§ DIRECTIONS
Show each line from the records below in which the word "this" occurs.

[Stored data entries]

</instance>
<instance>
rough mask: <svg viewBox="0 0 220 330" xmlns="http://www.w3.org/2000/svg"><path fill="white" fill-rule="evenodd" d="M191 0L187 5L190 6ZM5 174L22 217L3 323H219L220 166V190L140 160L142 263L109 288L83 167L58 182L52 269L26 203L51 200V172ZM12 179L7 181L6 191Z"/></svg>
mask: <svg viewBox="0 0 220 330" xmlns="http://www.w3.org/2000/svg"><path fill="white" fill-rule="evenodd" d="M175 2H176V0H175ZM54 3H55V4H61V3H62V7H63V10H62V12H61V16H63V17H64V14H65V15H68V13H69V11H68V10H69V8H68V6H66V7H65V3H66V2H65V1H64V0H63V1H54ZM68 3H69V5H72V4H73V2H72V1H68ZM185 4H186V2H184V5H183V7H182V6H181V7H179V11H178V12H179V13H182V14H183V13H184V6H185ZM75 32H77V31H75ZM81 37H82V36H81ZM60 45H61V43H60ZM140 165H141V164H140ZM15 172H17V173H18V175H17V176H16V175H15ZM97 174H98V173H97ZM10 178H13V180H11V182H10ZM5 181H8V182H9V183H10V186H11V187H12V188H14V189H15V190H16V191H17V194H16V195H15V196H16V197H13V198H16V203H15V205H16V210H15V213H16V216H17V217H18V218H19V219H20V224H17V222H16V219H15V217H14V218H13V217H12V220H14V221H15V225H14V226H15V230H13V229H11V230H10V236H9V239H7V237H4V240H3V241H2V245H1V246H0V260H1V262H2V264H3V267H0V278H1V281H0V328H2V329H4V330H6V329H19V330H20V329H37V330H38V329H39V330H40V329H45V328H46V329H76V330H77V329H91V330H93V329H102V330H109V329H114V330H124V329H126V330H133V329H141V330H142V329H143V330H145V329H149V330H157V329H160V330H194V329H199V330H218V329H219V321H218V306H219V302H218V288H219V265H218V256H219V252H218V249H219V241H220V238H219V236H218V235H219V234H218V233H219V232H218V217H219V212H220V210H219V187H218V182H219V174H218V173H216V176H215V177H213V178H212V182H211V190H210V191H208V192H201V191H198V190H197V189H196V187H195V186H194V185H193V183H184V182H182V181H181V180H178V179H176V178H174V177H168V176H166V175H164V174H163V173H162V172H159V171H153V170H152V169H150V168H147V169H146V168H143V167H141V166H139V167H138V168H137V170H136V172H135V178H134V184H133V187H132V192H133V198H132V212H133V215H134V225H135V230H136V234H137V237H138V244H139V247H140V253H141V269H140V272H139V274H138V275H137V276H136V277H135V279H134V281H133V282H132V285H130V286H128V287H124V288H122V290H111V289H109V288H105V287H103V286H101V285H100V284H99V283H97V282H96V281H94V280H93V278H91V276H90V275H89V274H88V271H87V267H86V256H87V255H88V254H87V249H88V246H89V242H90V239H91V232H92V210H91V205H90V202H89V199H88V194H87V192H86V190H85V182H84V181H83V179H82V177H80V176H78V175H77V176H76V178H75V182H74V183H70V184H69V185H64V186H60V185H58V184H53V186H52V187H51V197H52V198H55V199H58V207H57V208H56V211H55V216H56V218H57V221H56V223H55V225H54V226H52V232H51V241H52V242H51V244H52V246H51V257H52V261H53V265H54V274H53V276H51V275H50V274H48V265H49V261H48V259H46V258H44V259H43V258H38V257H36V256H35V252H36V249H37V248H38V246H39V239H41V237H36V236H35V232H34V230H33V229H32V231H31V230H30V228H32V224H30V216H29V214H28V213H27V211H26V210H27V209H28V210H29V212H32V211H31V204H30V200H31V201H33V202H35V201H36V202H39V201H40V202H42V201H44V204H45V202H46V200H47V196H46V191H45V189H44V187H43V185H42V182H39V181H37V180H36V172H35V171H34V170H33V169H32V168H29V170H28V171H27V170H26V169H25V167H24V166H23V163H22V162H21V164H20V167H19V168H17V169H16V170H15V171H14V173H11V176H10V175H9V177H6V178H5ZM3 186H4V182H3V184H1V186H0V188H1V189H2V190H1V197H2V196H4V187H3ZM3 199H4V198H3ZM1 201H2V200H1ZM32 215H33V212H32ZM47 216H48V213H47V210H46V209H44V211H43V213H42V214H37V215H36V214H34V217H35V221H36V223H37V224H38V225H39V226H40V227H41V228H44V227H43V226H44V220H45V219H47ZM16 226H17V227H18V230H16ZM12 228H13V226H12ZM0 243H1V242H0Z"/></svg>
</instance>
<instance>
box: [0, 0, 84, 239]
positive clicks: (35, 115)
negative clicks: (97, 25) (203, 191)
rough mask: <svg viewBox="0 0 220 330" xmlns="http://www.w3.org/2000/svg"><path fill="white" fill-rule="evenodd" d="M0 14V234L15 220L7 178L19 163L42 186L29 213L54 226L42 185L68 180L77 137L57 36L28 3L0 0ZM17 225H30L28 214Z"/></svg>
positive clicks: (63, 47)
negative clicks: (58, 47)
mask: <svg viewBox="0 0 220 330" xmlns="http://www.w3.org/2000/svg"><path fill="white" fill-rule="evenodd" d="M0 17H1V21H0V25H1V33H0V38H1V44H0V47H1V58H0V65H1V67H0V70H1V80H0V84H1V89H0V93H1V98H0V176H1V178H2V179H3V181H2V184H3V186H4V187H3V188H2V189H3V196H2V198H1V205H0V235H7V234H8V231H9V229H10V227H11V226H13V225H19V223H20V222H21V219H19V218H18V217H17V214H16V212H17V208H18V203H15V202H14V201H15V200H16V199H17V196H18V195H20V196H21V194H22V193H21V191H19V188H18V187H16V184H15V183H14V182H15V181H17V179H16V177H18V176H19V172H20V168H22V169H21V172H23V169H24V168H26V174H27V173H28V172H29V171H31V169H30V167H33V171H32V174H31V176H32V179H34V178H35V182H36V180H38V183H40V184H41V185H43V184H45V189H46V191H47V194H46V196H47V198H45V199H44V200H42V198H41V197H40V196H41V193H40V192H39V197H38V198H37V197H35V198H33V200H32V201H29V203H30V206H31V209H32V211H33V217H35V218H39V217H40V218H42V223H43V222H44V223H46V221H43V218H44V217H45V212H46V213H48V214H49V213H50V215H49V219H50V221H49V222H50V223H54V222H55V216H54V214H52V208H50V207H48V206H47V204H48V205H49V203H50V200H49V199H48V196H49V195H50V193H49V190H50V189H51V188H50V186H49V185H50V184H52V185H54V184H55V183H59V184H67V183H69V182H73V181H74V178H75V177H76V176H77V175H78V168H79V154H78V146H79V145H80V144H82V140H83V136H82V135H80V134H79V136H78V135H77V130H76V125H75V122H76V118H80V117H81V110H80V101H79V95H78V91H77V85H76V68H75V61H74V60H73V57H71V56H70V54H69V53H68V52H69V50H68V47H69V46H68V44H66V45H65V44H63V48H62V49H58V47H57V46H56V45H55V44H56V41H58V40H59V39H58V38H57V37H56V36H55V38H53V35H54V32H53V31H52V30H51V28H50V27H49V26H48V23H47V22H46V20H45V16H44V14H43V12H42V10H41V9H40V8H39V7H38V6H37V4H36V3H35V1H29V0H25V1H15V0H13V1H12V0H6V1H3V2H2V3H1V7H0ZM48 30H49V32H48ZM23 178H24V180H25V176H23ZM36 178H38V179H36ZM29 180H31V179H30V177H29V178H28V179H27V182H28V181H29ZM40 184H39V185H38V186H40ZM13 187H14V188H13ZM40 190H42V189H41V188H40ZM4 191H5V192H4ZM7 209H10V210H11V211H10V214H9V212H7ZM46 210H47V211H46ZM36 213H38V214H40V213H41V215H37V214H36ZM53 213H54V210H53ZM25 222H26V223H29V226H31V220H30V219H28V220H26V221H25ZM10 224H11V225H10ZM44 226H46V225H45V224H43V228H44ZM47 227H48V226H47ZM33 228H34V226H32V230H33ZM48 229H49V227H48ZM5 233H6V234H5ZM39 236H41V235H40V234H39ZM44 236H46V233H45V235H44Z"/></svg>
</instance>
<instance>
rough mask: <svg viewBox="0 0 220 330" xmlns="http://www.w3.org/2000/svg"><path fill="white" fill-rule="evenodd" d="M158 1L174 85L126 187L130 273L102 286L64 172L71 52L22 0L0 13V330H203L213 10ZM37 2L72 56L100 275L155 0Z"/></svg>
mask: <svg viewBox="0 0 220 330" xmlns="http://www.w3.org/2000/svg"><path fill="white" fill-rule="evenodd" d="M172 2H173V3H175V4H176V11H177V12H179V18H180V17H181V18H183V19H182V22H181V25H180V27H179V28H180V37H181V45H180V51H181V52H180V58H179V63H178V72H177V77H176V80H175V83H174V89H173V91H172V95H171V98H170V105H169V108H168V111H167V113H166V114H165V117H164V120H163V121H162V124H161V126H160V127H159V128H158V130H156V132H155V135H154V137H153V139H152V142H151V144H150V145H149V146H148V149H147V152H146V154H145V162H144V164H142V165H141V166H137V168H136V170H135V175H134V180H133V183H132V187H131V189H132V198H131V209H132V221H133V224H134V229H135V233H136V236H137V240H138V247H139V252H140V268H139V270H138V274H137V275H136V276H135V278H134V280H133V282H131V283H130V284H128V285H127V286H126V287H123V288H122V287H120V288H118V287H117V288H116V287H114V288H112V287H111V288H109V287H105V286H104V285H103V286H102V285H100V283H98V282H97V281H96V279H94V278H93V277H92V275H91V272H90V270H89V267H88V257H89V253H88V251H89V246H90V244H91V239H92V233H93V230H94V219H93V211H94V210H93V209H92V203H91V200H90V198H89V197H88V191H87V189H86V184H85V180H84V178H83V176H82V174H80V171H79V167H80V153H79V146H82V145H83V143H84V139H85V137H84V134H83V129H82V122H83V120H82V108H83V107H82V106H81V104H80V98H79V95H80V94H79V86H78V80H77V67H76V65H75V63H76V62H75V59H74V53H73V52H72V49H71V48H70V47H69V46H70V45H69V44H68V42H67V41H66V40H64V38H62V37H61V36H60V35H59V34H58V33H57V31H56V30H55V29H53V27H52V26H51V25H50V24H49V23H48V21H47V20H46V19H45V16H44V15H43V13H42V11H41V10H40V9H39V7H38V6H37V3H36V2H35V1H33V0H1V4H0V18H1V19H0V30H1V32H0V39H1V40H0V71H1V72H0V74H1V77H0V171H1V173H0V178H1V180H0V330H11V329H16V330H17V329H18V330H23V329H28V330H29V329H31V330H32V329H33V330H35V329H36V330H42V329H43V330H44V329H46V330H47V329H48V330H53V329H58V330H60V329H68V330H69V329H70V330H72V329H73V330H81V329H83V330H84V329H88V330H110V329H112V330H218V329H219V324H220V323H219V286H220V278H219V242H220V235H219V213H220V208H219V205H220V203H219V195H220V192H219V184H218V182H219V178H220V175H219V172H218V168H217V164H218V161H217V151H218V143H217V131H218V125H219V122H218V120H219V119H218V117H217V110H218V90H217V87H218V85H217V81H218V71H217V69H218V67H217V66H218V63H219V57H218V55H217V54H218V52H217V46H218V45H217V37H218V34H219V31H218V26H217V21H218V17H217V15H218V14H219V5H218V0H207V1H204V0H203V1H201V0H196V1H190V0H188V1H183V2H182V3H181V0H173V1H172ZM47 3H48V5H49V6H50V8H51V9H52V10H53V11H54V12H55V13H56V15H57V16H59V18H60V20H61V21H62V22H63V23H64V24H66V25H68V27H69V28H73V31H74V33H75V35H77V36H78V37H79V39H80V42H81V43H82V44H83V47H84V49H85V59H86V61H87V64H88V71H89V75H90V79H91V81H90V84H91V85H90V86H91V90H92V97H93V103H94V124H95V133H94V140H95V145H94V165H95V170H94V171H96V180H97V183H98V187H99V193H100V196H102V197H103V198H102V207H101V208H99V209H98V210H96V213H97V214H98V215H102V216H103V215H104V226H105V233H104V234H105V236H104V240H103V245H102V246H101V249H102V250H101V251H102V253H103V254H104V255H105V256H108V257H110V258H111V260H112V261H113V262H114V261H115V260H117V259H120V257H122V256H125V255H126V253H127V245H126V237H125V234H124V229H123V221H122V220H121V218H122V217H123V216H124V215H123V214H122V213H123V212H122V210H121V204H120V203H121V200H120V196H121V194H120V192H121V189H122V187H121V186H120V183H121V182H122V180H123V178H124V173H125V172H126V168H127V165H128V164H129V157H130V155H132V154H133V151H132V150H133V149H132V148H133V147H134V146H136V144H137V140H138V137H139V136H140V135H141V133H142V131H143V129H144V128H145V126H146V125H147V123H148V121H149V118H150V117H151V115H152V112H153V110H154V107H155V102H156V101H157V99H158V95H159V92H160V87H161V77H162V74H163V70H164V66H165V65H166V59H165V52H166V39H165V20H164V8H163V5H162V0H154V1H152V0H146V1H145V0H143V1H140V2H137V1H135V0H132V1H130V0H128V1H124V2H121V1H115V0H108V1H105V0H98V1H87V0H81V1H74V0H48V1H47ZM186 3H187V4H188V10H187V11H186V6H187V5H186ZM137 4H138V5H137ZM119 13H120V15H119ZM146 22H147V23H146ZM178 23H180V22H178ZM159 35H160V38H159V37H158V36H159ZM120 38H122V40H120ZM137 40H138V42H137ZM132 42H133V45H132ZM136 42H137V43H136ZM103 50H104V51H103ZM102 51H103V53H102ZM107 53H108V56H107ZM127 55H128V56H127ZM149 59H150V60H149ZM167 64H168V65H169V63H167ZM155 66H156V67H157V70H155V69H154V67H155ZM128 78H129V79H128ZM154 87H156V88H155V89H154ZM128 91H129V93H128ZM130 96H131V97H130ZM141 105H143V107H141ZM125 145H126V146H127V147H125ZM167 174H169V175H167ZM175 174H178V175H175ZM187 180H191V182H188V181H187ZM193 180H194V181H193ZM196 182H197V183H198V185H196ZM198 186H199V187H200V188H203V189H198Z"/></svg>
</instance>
--
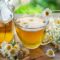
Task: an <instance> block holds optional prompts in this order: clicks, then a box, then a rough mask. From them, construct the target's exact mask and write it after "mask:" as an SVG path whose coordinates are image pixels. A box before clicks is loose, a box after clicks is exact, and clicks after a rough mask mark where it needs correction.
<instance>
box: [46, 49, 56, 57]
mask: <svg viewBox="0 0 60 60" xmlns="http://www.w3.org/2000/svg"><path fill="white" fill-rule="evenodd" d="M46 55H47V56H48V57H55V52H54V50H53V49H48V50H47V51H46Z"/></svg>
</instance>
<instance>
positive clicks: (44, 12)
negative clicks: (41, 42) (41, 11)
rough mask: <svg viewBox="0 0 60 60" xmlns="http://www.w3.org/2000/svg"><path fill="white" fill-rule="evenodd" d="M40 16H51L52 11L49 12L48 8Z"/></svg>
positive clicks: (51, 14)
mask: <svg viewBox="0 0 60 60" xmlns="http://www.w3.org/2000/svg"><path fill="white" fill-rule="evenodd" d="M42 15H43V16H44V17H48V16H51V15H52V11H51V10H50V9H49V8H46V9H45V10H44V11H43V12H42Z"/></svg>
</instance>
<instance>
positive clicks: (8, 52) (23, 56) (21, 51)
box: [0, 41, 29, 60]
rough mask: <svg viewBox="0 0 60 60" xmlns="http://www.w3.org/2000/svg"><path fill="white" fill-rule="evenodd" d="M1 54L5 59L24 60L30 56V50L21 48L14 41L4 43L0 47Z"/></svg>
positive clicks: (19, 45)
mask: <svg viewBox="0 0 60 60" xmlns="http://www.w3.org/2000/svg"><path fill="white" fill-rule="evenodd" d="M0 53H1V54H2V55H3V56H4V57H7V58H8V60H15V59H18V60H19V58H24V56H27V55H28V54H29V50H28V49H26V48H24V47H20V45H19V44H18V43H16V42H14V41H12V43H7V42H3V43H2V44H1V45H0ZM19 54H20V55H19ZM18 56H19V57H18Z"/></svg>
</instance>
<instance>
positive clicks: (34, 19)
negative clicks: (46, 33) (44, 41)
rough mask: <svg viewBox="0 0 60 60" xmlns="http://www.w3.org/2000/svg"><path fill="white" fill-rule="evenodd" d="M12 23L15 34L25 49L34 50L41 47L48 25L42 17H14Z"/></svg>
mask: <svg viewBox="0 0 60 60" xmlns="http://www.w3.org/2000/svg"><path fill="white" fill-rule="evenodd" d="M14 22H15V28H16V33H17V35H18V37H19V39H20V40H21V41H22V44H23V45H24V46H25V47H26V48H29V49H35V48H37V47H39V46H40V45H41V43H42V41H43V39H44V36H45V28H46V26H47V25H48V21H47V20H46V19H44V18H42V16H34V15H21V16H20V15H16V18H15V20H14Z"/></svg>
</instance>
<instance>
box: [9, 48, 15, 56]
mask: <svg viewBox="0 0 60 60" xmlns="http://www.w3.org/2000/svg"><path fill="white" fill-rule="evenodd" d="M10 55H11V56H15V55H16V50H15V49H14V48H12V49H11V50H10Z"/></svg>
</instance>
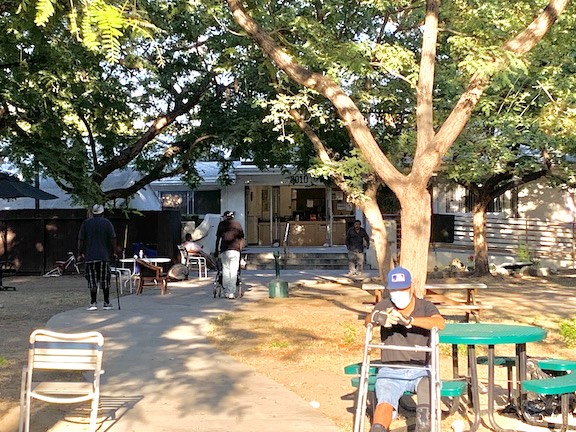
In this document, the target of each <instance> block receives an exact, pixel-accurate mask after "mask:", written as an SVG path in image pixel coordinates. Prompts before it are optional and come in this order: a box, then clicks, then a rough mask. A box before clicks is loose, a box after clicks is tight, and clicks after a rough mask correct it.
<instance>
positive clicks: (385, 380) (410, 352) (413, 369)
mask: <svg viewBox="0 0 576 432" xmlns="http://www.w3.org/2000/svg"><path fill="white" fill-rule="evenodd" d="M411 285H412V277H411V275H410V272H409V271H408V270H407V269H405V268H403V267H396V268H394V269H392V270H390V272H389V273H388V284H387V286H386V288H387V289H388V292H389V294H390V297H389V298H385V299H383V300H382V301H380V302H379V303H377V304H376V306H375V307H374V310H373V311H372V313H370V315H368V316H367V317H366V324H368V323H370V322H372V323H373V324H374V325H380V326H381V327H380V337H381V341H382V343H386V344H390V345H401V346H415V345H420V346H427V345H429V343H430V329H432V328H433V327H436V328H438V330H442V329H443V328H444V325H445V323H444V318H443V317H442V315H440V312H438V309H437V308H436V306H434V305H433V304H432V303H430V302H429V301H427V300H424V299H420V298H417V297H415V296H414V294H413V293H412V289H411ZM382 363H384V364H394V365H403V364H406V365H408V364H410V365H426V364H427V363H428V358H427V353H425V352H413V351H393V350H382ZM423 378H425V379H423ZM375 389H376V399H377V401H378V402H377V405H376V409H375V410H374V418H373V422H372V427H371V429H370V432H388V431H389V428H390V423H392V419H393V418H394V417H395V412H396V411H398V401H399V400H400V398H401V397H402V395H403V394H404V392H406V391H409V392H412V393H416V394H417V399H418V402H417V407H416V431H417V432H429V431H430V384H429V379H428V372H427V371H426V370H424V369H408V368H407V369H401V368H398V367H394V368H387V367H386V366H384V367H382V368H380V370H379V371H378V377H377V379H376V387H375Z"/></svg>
...
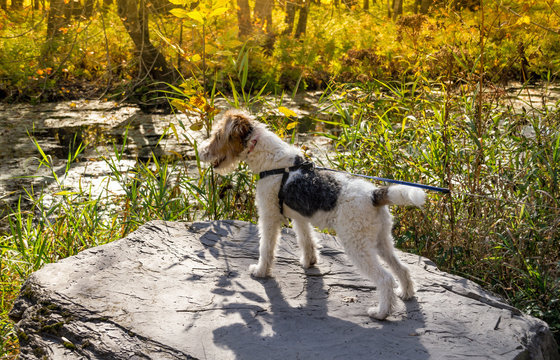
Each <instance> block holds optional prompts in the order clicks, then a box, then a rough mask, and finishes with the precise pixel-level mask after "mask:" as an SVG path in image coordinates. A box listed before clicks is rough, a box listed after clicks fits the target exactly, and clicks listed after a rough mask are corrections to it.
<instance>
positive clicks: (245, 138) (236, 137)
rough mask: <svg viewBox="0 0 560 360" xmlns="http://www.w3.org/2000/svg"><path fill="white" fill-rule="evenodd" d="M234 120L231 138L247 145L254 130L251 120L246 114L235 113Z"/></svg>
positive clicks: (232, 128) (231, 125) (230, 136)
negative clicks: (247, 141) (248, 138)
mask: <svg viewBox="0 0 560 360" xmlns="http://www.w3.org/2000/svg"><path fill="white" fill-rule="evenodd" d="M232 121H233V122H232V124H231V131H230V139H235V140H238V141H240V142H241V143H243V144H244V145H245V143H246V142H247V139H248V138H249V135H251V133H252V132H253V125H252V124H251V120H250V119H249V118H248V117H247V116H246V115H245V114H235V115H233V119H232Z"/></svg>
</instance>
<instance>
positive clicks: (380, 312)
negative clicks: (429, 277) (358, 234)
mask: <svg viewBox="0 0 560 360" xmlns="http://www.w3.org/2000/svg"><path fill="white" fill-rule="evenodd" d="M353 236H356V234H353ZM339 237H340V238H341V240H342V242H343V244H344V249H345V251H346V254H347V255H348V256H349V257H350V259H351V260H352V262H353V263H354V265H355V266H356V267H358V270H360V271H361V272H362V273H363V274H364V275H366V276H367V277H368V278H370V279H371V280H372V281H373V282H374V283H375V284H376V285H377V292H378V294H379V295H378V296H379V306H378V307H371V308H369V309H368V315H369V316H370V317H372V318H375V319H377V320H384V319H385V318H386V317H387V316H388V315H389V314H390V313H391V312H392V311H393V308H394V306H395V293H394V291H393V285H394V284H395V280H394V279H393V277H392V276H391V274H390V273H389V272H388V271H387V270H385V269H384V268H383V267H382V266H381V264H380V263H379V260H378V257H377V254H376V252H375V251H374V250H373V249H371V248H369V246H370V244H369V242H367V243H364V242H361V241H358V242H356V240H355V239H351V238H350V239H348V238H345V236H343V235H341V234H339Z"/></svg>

§ EXPECTED OUTPUT
Task: an <instance> block holds optional prompts in this order: clicks, then a box, then a rough mask. From them, construct the target's exact mask and write it after "mask:" as an SVG path whose coordinates are image pixels. A box before clicks is loose, a box after clicks is exact, and clicks after a rough mask mark where it needs correction.
In this document, the target of each <instance> block receives an exact, pixel-accurate mask after "mask:", written as an SVG path in image pixel coordinates. Prompts before it are optional and come in this order: a box, then clicks, then a rough mask. A box before clicks is loose, a box after clicks is tight, and clicks after a rough mask correct it.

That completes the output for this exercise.